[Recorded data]
----

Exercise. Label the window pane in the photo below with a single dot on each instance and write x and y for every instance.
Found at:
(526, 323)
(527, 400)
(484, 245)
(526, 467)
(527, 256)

----

Please repeat each line above exactly.

* Reply to the task
Exercise. Label the window pane in the photo below with a single dot on each instance and write x and y for every instance.
Found at:
(526, 323)
(527, 400)
(484, 245)
(526, 467)
(527, 256)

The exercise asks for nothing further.